* _Problem_: Within the entries below, find the portion that opens with the line containing "Target: parked car" and closes with the line containing "Target: green grass field". Retype that portion exactly and only.

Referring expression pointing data
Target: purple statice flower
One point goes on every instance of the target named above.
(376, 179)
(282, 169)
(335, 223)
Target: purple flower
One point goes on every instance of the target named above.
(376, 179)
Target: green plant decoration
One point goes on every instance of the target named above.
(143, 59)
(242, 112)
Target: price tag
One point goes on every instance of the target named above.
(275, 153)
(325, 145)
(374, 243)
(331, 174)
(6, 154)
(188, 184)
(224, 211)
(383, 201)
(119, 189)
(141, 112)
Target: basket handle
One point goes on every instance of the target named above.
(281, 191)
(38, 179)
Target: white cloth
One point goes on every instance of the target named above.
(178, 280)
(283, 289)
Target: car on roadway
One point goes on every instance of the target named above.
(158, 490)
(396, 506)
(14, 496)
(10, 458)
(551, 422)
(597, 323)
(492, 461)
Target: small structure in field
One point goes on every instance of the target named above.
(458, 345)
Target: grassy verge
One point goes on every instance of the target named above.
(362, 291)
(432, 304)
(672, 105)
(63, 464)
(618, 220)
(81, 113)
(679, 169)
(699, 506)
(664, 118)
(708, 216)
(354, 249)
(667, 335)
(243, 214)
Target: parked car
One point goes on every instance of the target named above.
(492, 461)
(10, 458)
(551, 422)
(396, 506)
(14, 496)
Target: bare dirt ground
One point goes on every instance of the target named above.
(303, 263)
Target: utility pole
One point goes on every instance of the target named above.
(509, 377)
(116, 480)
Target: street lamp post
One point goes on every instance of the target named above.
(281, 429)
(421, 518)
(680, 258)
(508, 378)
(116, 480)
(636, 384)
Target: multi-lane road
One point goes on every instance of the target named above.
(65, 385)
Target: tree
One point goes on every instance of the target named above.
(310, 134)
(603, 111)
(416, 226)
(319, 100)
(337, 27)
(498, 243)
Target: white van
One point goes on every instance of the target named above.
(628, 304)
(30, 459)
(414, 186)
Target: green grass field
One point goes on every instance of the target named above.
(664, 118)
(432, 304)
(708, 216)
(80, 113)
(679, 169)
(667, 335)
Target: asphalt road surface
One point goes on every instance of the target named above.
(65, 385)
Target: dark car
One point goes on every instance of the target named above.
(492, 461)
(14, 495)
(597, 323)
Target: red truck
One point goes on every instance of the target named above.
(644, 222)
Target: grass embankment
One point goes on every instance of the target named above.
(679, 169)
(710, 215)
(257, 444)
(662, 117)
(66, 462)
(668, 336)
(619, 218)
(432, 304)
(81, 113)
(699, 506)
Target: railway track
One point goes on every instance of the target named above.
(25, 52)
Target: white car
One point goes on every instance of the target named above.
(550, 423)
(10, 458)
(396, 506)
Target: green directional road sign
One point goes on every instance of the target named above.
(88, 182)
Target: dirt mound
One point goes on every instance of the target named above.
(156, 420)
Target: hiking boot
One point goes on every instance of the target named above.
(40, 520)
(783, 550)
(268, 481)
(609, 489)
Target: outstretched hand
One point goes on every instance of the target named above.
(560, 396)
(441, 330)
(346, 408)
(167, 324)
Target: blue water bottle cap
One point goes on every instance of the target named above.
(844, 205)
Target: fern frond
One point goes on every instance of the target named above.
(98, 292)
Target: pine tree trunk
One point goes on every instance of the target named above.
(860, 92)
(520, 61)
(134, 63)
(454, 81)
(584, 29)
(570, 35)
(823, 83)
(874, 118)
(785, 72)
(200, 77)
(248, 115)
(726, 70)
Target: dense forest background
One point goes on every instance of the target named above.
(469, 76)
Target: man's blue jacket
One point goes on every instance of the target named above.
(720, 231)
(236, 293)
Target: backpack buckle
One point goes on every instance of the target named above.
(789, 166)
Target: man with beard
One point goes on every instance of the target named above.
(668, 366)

* _Result below_:
Target: parked car
One point goes on every instance of the target named above.
(492, 461)
(10, 458)
(551, 422)
(396, 506)
(14, 496)
Target: bare dirt ground
One point goes on every instance of the target named above.
(303, 263)
Target: utility pole
One point goes on every instance of the target named above.
(509, 377)
(116, 480)
Target: street lamp post
One point goes on every instance of the target named above.
(281, 429)
(421, 518)
(680, 258)
(508, 378)
(116, 480)
(636, 384)
Target: multi-lane road
One point goes on every instance of the target named above.
(65, 385)
Target: tree
One point goes on every instance of the target named above.
(310, 134)
(603, 111)
(416, 226)
(319, 100)
(337, 27)
(498, 243)
Target: white van
One point goes on every instance of the target named above.
(628, 304)
(30, 459)
(414, 186)
Target: green grass field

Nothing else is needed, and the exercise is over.